══ GIVEN TEXT ══

We applaud Toshiba: they dared to do something different. Rather than copying the iPad and iPad 2, they made a tablet that dares to be thick, rugged and hyper-expandable. If ports get you hot and bothered, and if a replaceable battery makes your heart go pitter-pat, the Toshiba Thrive is your tablet. The Thrive is a 10.1" Android Honeycomb 3.1 tablet with the usual internals: dual core 1Ghz Nvidia Tegra 2 CPU, a gig of RAM, WiFi 802.11b/g/n, Bluetooth 3.0, a GPS, dual cameras and a 10.1" capacitive 1280 x 800 LED backlight touch screen. What sets it apart are the full size HDMI and USB port and SD card slot. Even the USB sync/file transfer port is mini USB rather than the now more common smaller micro USB port. The back cover pops off to reveal a removable battery... this is an Android tablet with the heart of a notebook.
That full size USB port and SD card slot, combined with Toshiba's system enhancements and file manager, mean you can view images on your digital camera's SD card or store files on a card, and you can use flash drives and hard drives with the tablet, so you need not try and cram your life into the tablet's internal storage. In fact, Toshiba is currently the only 10" Honeycomb tablet maker to offer an 8 gig model since you can use external storage (and of course so they can sell it for less than competing big name brands like Samsung, Apple and Motorola). The 8 gig sells for $429 at launch, while the 16 gig is $479 and the 32 gig is $579, undercutting the competition by $20. When spending around $500, we doubt $20 is a deciding purchase factor (it shouldn't be), but that $429 price tag will likely tempt budget-conscious buyers. Honeycomb supports USB HID devices (keyboards, mice and limited game controller support), so you can use the tablet with these.
Smart reader; you know all expandability and a user replaceable battery come at a cost. The Toshiba Thrive is the thickest Android Honeycomb tablet on the market, as well as the largest by a very small margin. It weighs 1.68 lbs., which is close to the Motorola Xoom's weight, but clearly heavier than the 1.25 lb. Samsung Galaxy Tab 10.1 and 1.3 pound iPad 2. Does that make it a bad product? No. The Android smartphone ecosystem is about choice of form factors and features, and the tablet market is shaping up the same way. You get to choose the features and design that are important to you. Some folks want sexy and slim gadgets, others want expansion while Asus Eee Pad Transformer buyers want something that converts into a netbook.

═══
══ ENTRIES SHOWN ══

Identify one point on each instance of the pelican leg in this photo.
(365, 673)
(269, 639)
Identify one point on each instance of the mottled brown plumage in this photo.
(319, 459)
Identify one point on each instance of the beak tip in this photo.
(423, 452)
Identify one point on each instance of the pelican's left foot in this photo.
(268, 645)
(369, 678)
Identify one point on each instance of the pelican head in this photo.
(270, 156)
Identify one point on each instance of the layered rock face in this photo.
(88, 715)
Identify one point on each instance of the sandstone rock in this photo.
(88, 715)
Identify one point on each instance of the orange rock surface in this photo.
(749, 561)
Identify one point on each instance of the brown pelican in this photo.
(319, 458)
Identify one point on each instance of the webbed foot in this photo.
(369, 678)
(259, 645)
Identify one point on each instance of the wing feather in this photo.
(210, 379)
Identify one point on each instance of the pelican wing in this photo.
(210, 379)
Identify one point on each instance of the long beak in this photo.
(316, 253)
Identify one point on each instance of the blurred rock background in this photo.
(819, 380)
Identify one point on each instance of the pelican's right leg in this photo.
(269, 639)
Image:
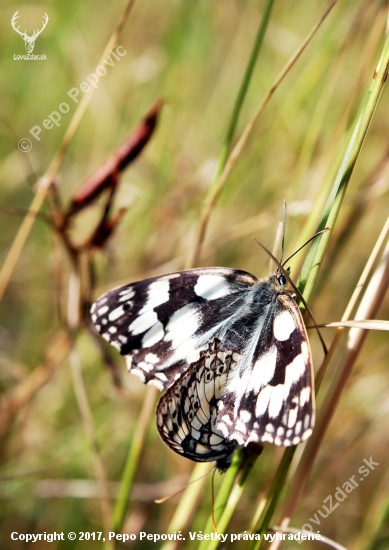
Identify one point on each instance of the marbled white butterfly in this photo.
(231, 351)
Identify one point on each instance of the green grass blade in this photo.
(331, 210)
(242, 92)
(313, 260)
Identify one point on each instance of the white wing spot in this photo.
(211, 287)
(292, 417)
(245, 416)
(305, 395)
(262, 401)
(276, 400)
(116, 313)
(284, 325)
(226, 419)
(152, 358)
(157, 294)
(154, 335)
(143, 322)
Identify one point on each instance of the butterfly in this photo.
(230, 350)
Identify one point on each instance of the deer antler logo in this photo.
(28, 40)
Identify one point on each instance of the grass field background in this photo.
(193, 56)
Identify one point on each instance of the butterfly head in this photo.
(280, 279)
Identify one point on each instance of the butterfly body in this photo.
(220, 338)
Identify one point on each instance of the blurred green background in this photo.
(192, 54)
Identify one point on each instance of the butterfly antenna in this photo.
(305, 244)
(286, 275)
(283, 234)
(165, 499)
(213, 501)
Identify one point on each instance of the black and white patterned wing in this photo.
(186, 413)
(161, 324)
(273, 399)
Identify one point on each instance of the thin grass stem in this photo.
(218, 186)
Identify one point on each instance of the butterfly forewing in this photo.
(161, 324)
(273, 400)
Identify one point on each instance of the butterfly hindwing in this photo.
(186, 413)
(161, 324)
(273, 401)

═══

- **TASKS FOR THIS EXERCISE**:
1 - Transcribe the Toshiba Thrive review above word for word, from "Smart reader; you" to "into a netbook.".
2 - Go on with the Toshiba Thrive review above, picking up right after its last sentence.

- **RESPONSES**:
1 -
Smart reader; you know all expandability and a user replaceable battery come at a cost. The Toshiba Thrive is the thickest Android Honeycomb tablet on the market, as well as the largest by a very small margin. It weighs 1.68 lbs., which is close to the Motorola Xoom's weight, but clearly heavier than the 1.25 lb. Samsung Galaxy Tab 10.1 and 1.3 pound iPad 2. Does that make it a bad product? No. The Android smartphone ecosystem is about choice of form factors and features, and the tablet market is shaping up the same way. You get to choose the features and design that are important to you. Some folks want sexy and slim gadgets, others want expansion while Asus Eee Pad Transformer buyers want something that converts into a netbook.

2 -
Design and Under Cover
The Thrive exudes ruggedness thanks to its rubbery-textured plastic back with ribbing that both helps keep it in hand and absorbs shock. It's no mil-spec tablet, but I'd wager it would handle more abuse than the iPad 2 and Galaxy Tab 10.1. The back cover is removable: slide a lock switch on the side and peel the cover off. Toshiba is going to town with accessories, and among them are 5 colored backs that sell for $20 apiece. Once you remove the back cover, you'll have easy access to the 23w/h Prismatic Lithium Ion battery that's 10.8v and 2030 mAh. The back snaps on and off very firmly; watch those fingernails lest you lose them. Should you need a new battery, Toshiba sells them for $90. The battery is secured by two sliding latches--a notebook design. In fact, the Thrive is through and through the product of a notebook and PC company: the laptop-style battery latches, full size ports, a small notebook charging brick with detachable cord and three LED lights for power, charging and wireless are hallmarks of the notebook rather than tablet. The power LED flashes faintly in white when the Thrive is sleeping, and is on when the tablet is in use. The wireless LED lights in amber when the tablet is in use.
The Thrive is nearly twice the thickness of the slimmest Android tablet, the Galaxy Tab 10.1, and it even makes the Transformer look skinny. If you despise thick tablets, this isn't your product. It feels good in hand because there's actually something to grip, and the bezel is relatively wide for those of you with big hands. But it does feel heavy. It's close to the weight of the Motorola Xoom and HP TouchPad, but it feels a bit heavier, likely due to balance and weight placement. You'll want to rest it on something when reading eBooks or webpages for a half hour, or invest in a portfolio stand case.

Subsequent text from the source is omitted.